Short problem: Take the material and output all of it exactly.

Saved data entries

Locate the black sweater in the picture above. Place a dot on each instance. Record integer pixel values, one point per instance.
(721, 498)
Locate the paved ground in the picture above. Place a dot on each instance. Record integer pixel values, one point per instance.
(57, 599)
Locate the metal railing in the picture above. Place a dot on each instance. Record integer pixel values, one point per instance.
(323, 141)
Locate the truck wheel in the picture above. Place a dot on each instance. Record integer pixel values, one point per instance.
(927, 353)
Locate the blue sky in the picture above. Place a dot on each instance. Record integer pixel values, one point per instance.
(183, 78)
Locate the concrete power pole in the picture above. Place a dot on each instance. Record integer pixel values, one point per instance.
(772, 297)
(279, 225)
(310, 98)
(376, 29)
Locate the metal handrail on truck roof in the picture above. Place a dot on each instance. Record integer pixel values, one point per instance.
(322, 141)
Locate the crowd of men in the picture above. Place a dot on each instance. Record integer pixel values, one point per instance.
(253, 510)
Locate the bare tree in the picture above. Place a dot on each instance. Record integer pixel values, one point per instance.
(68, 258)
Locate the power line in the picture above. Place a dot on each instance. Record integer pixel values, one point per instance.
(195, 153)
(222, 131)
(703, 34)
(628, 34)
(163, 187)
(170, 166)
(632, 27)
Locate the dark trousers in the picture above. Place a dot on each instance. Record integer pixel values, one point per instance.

Output of the exercise:
Locate the black sweater in the picture above. Place a dot on each instance. Record integer pixel values, one point per instance.
(721, 498)
Locate the paved ground in the picture above. Place a dot on each instance. Record integer pixel values, one point per instance.
(57, 599)
Locate the metal railing in the picture above. Place a dot on each instance. Record integer pixel values, one point per instance.
(323, 141)
Locate the truck wheel in the picture above. Place a dot on each instance. Record integer pixel values, one point per instance.
(927, 353)
Locate the blue sky in the picture above. Place a dot on each instance. Record integer pixel values, one point per instance.
(183, 78)
Locate the concrete power pole in the picture above. Place a dot on each instance. Record integer pixel values, one point per instance.
(772, 297)
(279, 225)
(310, 98)
(376, 29)
Locate the metal handrail on truck roof in the picture above. Place a dot on each instance. Record integer pixel values, one point per instance.
(322, 141)
Locate the crowd of men in the picture above. Place a dot on each instance. Record integer pixel values, one point per instance.
(253, 510)
Locate the bare tree in the picture above. Place a dot on each instance. Record integer pixel values, one point per instance.
(68, 258)
Locate the power line in the picture above. Place a dot on each instance. Record integer pixel values, one point per instance.
(195, 153)
(222, 131)
(703, 34)
(628, 34)
(163, 187)
(170, 166)
(632, 27)
Locate the dark trousers in the picture above. Place a dot on each instance. Record integer pixel values, one point per instance.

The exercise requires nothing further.